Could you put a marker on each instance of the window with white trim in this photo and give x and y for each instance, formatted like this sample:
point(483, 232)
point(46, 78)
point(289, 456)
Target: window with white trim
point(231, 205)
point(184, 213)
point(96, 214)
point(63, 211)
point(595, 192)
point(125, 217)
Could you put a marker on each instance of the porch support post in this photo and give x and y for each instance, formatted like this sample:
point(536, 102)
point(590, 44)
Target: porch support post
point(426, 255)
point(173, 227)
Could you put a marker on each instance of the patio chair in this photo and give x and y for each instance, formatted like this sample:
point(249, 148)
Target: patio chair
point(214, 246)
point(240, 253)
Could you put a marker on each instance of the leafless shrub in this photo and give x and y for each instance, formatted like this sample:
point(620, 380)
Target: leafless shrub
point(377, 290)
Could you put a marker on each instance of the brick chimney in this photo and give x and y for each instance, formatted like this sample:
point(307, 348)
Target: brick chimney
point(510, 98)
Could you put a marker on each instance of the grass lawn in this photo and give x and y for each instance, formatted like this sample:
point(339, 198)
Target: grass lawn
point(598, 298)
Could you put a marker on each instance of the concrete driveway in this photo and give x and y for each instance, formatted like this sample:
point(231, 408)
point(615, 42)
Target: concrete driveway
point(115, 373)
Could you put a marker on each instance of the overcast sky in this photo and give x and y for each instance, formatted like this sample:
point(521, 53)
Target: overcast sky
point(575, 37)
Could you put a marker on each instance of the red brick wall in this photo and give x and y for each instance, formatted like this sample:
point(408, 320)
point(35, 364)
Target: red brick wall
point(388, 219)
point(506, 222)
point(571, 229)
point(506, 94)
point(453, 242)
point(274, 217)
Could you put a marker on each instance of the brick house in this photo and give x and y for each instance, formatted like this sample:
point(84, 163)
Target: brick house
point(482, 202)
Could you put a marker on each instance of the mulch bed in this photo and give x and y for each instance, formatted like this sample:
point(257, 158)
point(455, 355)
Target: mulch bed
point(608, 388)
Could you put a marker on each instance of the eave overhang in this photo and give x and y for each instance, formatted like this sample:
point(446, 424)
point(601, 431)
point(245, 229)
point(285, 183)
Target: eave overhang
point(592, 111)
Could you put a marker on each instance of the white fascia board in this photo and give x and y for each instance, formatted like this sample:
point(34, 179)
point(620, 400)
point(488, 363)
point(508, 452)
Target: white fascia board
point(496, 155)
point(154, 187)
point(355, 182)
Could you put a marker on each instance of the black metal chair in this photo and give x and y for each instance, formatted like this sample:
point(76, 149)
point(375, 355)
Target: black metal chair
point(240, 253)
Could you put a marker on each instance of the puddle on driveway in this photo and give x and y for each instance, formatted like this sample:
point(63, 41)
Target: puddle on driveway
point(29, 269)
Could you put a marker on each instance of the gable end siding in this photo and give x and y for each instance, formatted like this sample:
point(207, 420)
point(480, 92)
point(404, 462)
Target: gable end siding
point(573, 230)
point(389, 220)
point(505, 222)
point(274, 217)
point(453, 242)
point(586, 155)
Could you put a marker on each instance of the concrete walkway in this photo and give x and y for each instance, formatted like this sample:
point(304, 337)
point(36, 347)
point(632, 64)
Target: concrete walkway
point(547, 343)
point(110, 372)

◆ Required action: All lines from the beginning of the listing through the one with "point(615, 42)" are to be restated word for word, and only those.

◆ Your response:
Could you put a marker on each instance of the window with white trim in this photo and give x and y for each instance, formatted like this sample:
point(483, 232)
point(46, 78)
point(289, 456)
Target: window with white trim
point(231, 205)
point(184, 213)
point(96, 214)
point(63, 211)
point(595, 192)
point(125, 217)
Could you put a marker on each instance of the porch support post in this photo and give x and y for each instance, formatted like this sample:
point(536, 102)
point(590, 44)
Target: porch support post
point(426, 255)
point(173, 227)
Could you put a marker on each instance of the patio chair in this photo and give x and y for each instance, formatted like this sample:
point(249, 148)
Target: patio chair
point(214, 246)
point(240, 253)
Could you put a marker on each instance of the leafless shrub in this photo and give x and y for each instance, formatted like this sample:
point(620, 380)
Target: leafless shrub
point(377, 290)
Could you put a marker on each instance of the brick chimney in this photo and give x and y for each instance, formatted like this sample:
point(307, 348)
Target: brick chimney
point(510, 98)
Could you put a marker on each instance of the grass lawn in this photo and give x and y for each instance, formatted like this sample:
point(339, 198)
Target: grass lawn
point(598, 298)
Could you put a marker on each instance of the concrete driveway in this photo and give x and y for each instance, formatted like this sample:
point(231, 408)
point(615, 42)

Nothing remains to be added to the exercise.